**** Information shown

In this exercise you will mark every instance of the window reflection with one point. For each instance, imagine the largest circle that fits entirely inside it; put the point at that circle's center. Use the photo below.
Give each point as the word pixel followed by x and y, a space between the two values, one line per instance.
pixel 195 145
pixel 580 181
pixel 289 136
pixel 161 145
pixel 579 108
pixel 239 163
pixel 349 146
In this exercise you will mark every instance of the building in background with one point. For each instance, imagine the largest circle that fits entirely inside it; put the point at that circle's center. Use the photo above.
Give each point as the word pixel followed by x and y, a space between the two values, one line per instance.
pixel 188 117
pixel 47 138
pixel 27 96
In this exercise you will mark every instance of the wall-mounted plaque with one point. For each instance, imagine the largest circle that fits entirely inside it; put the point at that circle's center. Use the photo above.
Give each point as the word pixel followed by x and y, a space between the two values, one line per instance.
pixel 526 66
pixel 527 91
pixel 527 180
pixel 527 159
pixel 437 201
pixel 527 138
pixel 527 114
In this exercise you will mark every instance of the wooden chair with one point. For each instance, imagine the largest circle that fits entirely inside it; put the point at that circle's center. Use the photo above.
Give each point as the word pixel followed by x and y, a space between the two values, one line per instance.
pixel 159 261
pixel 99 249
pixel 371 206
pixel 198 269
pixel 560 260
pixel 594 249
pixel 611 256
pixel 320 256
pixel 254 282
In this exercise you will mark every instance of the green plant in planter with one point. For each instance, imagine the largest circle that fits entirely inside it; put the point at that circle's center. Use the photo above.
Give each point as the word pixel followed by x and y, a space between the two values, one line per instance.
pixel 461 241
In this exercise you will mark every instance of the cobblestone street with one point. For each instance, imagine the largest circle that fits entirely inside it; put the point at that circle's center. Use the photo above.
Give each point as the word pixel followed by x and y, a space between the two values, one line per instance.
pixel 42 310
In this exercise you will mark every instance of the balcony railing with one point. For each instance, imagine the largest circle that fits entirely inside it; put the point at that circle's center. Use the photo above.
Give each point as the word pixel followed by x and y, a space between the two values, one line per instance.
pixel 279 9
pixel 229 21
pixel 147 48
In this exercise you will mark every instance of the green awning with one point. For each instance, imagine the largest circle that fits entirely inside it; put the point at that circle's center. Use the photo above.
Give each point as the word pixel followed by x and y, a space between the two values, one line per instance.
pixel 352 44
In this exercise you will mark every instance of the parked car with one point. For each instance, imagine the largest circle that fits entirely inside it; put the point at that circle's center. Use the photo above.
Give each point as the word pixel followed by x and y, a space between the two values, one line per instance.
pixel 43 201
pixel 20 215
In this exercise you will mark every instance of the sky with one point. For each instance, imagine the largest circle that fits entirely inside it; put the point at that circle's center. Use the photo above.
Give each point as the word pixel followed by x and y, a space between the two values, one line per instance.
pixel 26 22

********

Task directions: Reproduce the listing word for word, starting at the line that contains "In this exercise you will mark every instance of the cobblestone" and continuing through its final line.

Output below:
In this exercise you will mark every instance of the cobblestone street with one point. For each instance, imagine the largest circle that fits entirely inside it; put the point at that circle's center. Use the photo above.
Give each point as the word pixel followed by x and y, a space between the two values, one line per instance.
pixel 42 310
In this exercise you will mark every instance of the balcony railing with one point. For each instance, imagine the largest circle that fits entirely inside it; put the point at that circle's center. Use the photo above.
Give each point as the word pixel followed by x and y, a space between the two values, one line per instance.
pixel 279 9
pixel 229 21
pixel 147 48
In this exercise you will mark every instance of the green awning with one point. For each instance, imagine the largest circle that fits entirely inside it; put the point at that circle's center. Use the photo above.
Give each point as the word pixel followed by x and y, a space between the two values, one line per instance.
pixel 352 44
In this exercise you will mark every instance of the parked car with one point. For each instance, imagine the largest circle that fits entirely inside it; put the point at that circle's center. Use the photo above.
Give each point as the word pixel followed by x and y, a space between the two values, one line per instance.
pixel 43 201
pixel 20 215
In this exercise you will mark every instance of the sky with one point. For each instance, imagine the largest circle that fits entirely inside it; put the point at that circle's center. Use the photo above.
Give each point as the word pixel followed by x and y, a space between the two values, one line per instance.
pixel 26 22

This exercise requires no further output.